TEXT SECTION —
University Challenge

By Evan Jeffries

20th March 2025

When Gordon Eastham started working as a groundsman at York University 30 years ago, he had no idea what his job would become. ‘I’m very lucky to have been in the right place at the right time, and being part of all this from scratch has been a huge privilege,’ he says.

Take a trip to York University, have a wander round the East Campus, and you’ll understand why.

Gordon is the university’s Grounds and Ecology Manager, and for nearly two decades he’s been at the heart of a unique and hugely ambitious rewilding project – one which has transformed a greenfield building site used by thousands of people every day into a thriving new landscape, harbouring a mosaic of natural habitats and nurturing increasingly rich biodiversity.

I paid Gordon a visit just as the first signs of spring – a drift of crocuses here, a burst of birdsong there – were finally creeping through after a winter that felt like it had been going on way longer than it had any right to. He’d kindly offered to show me round the campus, and it was a beautiful day for it.

There’s been a university campus at Heslington on the margins of York since 1963. Its design – featuring landscaped parkland, a central lake and a clever network of covered walkways – was highly innovative at the time, and parts of the original campus have since been listed by Historic England. It has aged well, too, the grounds lovingly maintained by Gordon and his team.

But I’d come to see something else. The original campus is now known as Campus West: rewilding enthusiasts should head across the road to Campus East, which in its way is just as radical and groundbreaking as the university’s original development in the 1960s. And while not many of us will get the chance to be part of a rewilding project on the scale that’s taking place here, we can all learn something from it.

SUPPLIED INFORMATION —
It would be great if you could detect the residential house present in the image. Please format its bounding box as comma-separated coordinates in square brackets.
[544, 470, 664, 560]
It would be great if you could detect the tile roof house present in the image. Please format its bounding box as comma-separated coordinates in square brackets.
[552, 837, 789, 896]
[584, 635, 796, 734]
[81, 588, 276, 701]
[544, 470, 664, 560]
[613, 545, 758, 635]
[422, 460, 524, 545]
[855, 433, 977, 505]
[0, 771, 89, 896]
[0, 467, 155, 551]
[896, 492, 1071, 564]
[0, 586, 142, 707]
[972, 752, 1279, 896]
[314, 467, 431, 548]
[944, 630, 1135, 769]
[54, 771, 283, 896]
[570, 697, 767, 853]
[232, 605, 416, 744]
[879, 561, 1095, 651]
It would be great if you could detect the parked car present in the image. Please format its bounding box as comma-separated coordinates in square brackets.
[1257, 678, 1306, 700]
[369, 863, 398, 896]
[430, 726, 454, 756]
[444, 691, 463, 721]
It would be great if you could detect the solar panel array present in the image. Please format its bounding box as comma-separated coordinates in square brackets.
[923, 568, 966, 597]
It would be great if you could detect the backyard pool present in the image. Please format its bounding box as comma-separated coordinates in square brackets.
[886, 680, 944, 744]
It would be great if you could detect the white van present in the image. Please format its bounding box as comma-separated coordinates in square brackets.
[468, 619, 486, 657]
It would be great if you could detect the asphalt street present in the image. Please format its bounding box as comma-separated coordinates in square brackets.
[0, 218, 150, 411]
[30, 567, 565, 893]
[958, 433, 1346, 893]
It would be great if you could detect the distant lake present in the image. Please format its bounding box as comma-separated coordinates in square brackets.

SET EXERCISE A — Can you reproduce the passage of the campus rewilding article between "There’s been a" and "something from it.", inclusive?
SET EXERCISE B — Will you carry the campus rewilding article forward from its last sentence?

RESPONSE A —
There’s been a university campus at Heslington on the margins of York since 1963. Its design – featuring landscaped parkland, a central lake and a clever network of covered walkways – was highly innovative at the time, and parts of the original campus have since been listed by Historic England. It has aged well, too, the grounds lovingly maintained by Gordon and his team.

But I’d come to see something else. The original campus is now known as Campus West: rewilding enthusiasts should head across the road to Campus East, which in its way is just as radical and groundbreaking as the university’s original development in the 1960s. And while not many of us will get the chance to be part of a rewilding project on the scale that’s taking place here, we can all learn something from it.

RESPONSE B —
In 2008, the future Campus East was 116 hectares of arable farmland on the estate of Lord Halifax. When plans to build a £750 million extension to the university on it were announced, there was a lot of local opposition, with residents angry at the prospect of open fields covered in tarmac, and eyesore buildings blocking a peaceful (if rather boring) pastoral view – and you can understand their point of view. At the time, the idea that a construction project on this scale could end up as a net positive for nature would have seemed crazy – but this was one of the non-negotiable conditions under which it was given the green light.

And it worked. Today, as you walk around Campus East, it’s hard to believe anyone was against this visionary initiative. What was once flat, sterile fields crisscrossed with drainage ditches is now a varied undulating landscape filled with young woods, wildflower meadows, extensive wetlands and a 10-hectare lake stretching 1,200m end to end. Looking towards the site from the residential area across the way, you’d have no idea it also contains a complex of buildings used by thousands of people every day, a stream in the lifeblood of the city. And when you’re in the buildings, all you can really see beyond them is nature.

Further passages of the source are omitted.